* _Work to do_
Lay out every line of the items below as a numbered list, omitting any blank lines.

Location identification items:
▼▼▼

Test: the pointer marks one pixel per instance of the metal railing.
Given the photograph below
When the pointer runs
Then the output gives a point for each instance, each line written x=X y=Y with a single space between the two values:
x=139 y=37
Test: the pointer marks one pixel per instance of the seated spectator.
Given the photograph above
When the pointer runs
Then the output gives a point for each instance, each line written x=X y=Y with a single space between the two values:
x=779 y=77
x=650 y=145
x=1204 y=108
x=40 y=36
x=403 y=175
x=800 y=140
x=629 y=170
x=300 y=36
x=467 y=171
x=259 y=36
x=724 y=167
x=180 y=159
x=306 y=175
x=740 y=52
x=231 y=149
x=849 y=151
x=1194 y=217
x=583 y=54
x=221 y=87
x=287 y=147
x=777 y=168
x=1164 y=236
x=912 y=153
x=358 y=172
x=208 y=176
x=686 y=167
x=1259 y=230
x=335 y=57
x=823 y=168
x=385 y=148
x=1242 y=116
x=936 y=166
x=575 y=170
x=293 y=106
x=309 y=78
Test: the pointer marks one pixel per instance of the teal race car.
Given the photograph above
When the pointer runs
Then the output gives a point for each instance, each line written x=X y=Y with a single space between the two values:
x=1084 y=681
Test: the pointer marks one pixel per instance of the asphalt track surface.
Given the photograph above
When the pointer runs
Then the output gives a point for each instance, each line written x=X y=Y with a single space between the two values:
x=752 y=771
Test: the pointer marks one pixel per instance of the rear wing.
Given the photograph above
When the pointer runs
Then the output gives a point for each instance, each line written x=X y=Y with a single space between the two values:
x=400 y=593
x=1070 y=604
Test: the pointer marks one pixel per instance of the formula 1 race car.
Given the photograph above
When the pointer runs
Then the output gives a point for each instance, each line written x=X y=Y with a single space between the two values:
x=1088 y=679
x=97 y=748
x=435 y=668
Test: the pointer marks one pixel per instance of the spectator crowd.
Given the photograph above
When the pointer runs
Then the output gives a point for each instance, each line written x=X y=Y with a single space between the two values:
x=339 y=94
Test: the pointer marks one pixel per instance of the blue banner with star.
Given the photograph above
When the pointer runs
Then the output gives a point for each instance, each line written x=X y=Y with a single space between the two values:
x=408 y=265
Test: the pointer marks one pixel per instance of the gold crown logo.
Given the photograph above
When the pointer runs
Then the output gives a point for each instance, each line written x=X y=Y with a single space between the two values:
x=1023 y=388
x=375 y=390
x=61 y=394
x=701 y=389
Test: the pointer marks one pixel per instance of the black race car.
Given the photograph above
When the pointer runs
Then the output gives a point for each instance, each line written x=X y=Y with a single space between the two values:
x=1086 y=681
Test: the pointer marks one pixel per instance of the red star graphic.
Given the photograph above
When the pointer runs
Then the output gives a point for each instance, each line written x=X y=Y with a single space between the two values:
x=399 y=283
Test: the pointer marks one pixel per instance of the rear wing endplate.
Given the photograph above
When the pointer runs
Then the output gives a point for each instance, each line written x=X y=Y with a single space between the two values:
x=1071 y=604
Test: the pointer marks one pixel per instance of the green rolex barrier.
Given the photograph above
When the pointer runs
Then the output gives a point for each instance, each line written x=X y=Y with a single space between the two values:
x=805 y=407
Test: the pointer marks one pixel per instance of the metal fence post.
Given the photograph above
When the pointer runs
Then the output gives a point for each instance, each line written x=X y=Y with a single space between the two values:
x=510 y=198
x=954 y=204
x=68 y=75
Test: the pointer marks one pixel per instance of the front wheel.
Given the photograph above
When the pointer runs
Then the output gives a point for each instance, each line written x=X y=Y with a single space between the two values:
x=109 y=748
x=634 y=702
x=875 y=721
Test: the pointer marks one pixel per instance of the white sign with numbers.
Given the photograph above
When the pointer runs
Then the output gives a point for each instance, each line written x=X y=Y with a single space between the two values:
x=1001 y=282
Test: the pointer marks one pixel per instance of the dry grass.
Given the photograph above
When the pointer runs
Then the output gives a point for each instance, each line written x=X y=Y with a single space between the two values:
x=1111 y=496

▲▲▲

* _The solution_
1. Test: the pointer marks one pixel per instance of the metal railing.
2. Given the photograph below
3. When the pointer runs
4. Then the output gives a point for each instance, each line written x=X y=Y with a single space between the two values:
5. x=139 y=37
6. Test: the pointer marks one pixel per instance of the seated spectator.
7. Given the photograph above
8. When the pointer runs
9. Then the output gives a point for each instance, each line written x=X y=Y with a single space between the two values:
10. x=779 y=77
11. x=650 y=145
12. x=1204 y=108
13. x=40 y=36
14. x=403 y=175
15. x=800 y=140
16. x=629 y=170
17. x=300 y=36
18. x=467 y=171
19. x=259 y=36
20. x=724 y=167
21. x=180 y=159
22. x=306 y=175
23. x=740 y=52
24. x=231 y=149
25. x=849 y=151
26. x=1194 y=217
27. x=583 y=54
28. x=221 y=87
29. x=287 y=147
30. x=777 y=168
31. x=1164 y=236
32. x=912 y=153
33. x=358 y=172
34. x=208 y=176
35. x=686 y=167
36. x=1259 y=230
37. x=335 y=57
38. x=823 y=168
39. x=385 y=148
40. x=1242 y=116
41. x=936 y=166
42. x=575 y=170
43. x=293 y=106
44. x=309 y=78
45. Test: the pointer marks one pixel per instance of the teal race car.
46. Given the photograph above
47. When the pointer runs
48. Then the output gives a point for each instance, each line written x=X y=Y with a single space between the two values:
49. x=1084 y=681
50. Test: the pointer marks one pixel per instance of the asphalt track surface.
51. Given the photograph above
52. When the pointer runs
53. Then the output gives a point for each instance, each line written x=X y=Y with a single space between the two values:
54. x=752 y=771
55. Test: the pointer marks one pixel per instance of the rear wing.
56. Given the photograph above
57. When the pointer runs
58. Then the output gives a point for each instance, each line written x=X y=Y with a single space between the two values:
59. x=400 y=593
60. x=1070 y=604
61. Test: the pointer marks one pixel per instance of the formula 1 race car.
62. Given the photograph above
63. When the pointer runs
64. Then the output gives a point for each instance, each line written x=X y=Y with a single space between the two values:
65. x=1088 y=679
66. x=97 y=748
67. x=435 y=668
68. Test: the pointer marks one pixel per instance of the spectator crowd.
69. Given the photograph above
70. When the pointer runs
71. Then the output gives a point for each instance, each line written x=X y=Y with a single space between the two values:
72. x=339 y=94
73. Test: the pointer marks one pixel per instance of the blue banner with star.
74. Given the photograph above
75. When the pointer runs
76. Then the output gives a point for each instance, each line written x=X y=Y with a single space between the two values:
77. x=408 y=265
78. Test: the pointer marks one pixel per instance of the gold crown logo.
79. Given the photograph above
80. When the pointer runs
81. Then the output gives a point for each instance, each line written x=X y=Y with a single space between the two values:
82. x=1023 y=388
83. x=375 y=390
84. x=61 y=394
85. x=701 y=389
86. Test: the pointer marks one pixel per instance of the black race car.
87. Given the photograph above
88. When the pointer runs
89. Then the output gives a point for each instance, each line written x=X y=Y with a single space between the two values:
90. x=1086 y=681
91. Test: the pointer marks one pixel per instance of the red star graphic.
92. Given the photograph above
93. When the pointer runs
94. Then the output gives a point for each instance, each line written x=X y=Y with a single space between the two values:
95. x=399 y=283
96. Test: the pointer marks one pixel per instance of the rear wing endplate.
97. Given the photograph above
98. When the pointer runs
99. Then the output gives a point for each instance, each line written x=X y=Y with a single space between the two values:
100. x=1071 y=604
101. Test: the pointer marks one pixel per instance of the green rolex barrier.
102. Given the photograph above
103. When the pointer runs
104. Then the output gives a point for each instance, each line written x=X y=Y with a single space between the two values:
105. x=805 y=407
106. Test: the pointer marks one pixel per instance of the metal fence post.
107. Given the photograph above
108. When the pointer runs
109. Then the output gives a point for each instance, each line written x=X y=Y with a single space between the two values:
110. x=510 y=198
111. x=954 y=204
112. x=68 y=75
113. Test: the pointer marks one pixel per instance of the front wheel.
114. Given the photograph above
115. When the pointer runs
116. Then the output gives a point for each instance, each line written x=X y=Y with a single space between the two values:
117. x=109 y=748
118. x=634 y=702
119. x=875 y=721
120. Test: the pointer marks one pixel per instance of the white sign with numbers.
121. Given the photograph above
122. When the pointer runs
123. Then the output gives a point for each instance, each line written x=X y=Y with a single space between the two values:
124. x=1001 y=282
125. Test: the pointer marks one pixel per instance of the dry grass.
126. Given the photograph above
127. When the pointer runs
128. Then the output gives a point for each instance, each line written x=X y=Y with a single space between the two values:
129. x=1111 y=496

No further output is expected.